鶴見「みなさん、新年あけましておめでとうございます。23315回目の『頂点』、おなじみ後楽園ホールからお届けします。まずは初笑い、トップバッターはこの方々による漫才です、どうぞ!」


出てきたのは東京愚連隊+菊タロー。プロレスラーが漫才やってもお寒いことになるだろうと思いきや、この漫才が意外にもしっかりしてたので普通に笑ってしまった。喋らないキャラのMAZADAの活かし方とかすごかった。この辺の台本・演出もマッスル坂井がやってるんだったらちょっとすごすぎる。


続いて大喜利。色紋付に着替えた坂井・ペドロ・趙雲酒井一圭HG*2、本多が入場。座布団運びは藤岡メガネ。
鶴見「皆さんお待ちかね大喜利です。まずはメンバーご挨拶から!」
坂井「立てばシャクヤク、座ればボタン、歩く姿はイボイノシシ。マッスル亭小坂井でーす!」
ペドロ「妻に『お年玉なにがいい?』って言ったら『あなたがいてくれたら幸せよ』なんて言うんです。妻へのお年玉は週2回、ペドロ亭高石でございます」
趙雲「中国では旧正月のことは春節と言いましてお祝いをするんですが、この旧正月の間は靴を買ってはいけないという風習があります。これは広東語で靴のことを『ハーイ』というんですが、これがため息の『ハーイ』に似てるからなんですね。北京亭ガッツです」
酒井「私、現在15の会社や学校の役員をやっておりますが、先日その中のアニメーションの専門学校が倒産してしまいました。2007年は亥年、私は全ての男子社員や生徒に男らしく元気を出せと言いたいです。2丁目大好き、三流亭カズ太郎でーす!」
本多「チャンララーン!私、故郷イタリアのシーザー村は人口わずか3人。その内2人はクルトンさんと粉チーズさん!さしずめ残りの私はロメインレタスさんでしょうか?♪ロメーイン、ロメーイン、走ってゆけー、ロメーイン、ロメーイン、どこまでも〜。ポッポー!アントーニオ本ペイでーす!」

● 提示資料:
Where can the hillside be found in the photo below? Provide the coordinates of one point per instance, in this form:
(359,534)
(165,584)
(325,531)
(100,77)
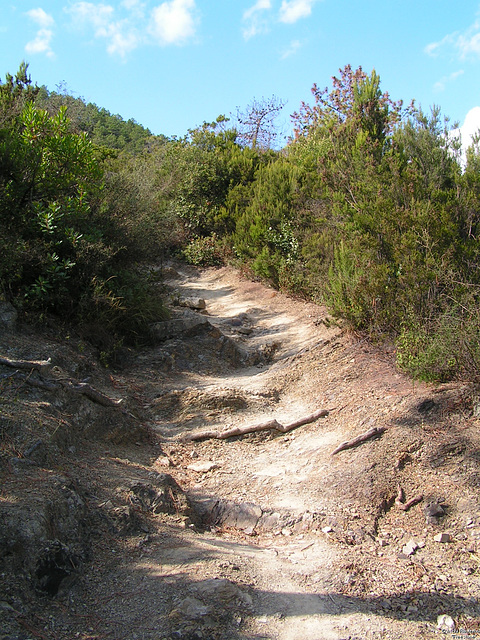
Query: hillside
(115,523)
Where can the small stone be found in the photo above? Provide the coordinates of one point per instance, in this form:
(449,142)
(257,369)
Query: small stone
(410,548)
(442,537)
(445,623)
(190,608)
(163,461)
(203,466)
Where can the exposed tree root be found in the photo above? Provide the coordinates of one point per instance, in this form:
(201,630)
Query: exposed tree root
(263,426)
(55,385)
(375,432)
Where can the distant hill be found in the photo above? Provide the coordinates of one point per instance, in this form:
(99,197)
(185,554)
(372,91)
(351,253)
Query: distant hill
(104,128)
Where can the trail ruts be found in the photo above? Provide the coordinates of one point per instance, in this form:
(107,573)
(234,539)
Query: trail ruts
(263,426)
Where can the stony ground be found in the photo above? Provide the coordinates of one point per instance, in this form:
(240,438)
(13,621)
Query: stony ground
(115,523)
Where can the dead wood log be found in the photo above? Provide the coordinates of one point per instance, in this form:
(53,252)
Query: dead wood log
(92,394)
(375,432)
(405,506)
(263,426)
(39,365)
(411,502)
(80,388)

● 指示:
- A) 本文の大喜利で座布団運びを務めたのは誰か。
- B) 次の(i)〜(iii)が本文の内容と合うかどうか、それぞれ「はい」か「いいえ」で答え、判断の根拠となる本文の語句をそのまま引用せよ。
(i) トップバッターの漫才は東京愚連隊と菊タローによるものだった。
(ii) 趙雲によると、中国では旧正月の間は帽子を買ってはいけないという風習がある。
(iii) 本多の故郷の村の人口は3人である。
- C) 新年の興行の様子を伝える本文を、最後の文の後から書き継げ。

● 解答:
- A) 藤岡メガネ。

- B)
(i) はい。「出てきたのは東京愚連隊+菊タロー」
(ii) いいえ。「この旧正月の間は靴を買ってはいけないという風習があります」
(iii) はい。「人口わずか3人」

- C)
この自己紹介の時点で既に感心しっぱなし。笑点ぽいヌルさを出しつつも、ゲイキャラやイタリア人キャラを守りきってるのがすごい。アニメーション学院が倒産したことは無理やり入れた感があるけどおもしろいからいいや。


大喜利一問目。
鶴見「皆さんには去年話題になった有名人や歴史上の人物になっていただき、今年見た初夢の内容を言っていただきます。私が『誰の夢ですか?』と聞きますから、名前を教えてください」

ここでは「あいたたた…背中をつる夢を見ました。荒川静香でございます」「叩いたら叩かれる夢を見ました。亀田親子です」ぐらいの、笑点っぽいヌルい大喜利が展開される。唯一、趙雲のみが「ビルから落ちる夢を見ました。ジャッキー・チェンです」とか「警察学校に入るストーリーを見ました」「それポリスストーリーだよな?趣旨わかってる?大喜利って中国にない?」とハズし、最後は坂井が「日本武道館に立っている夢を見ました。僕達全員の夢でーす」ときれいにまとめたところで2問目に。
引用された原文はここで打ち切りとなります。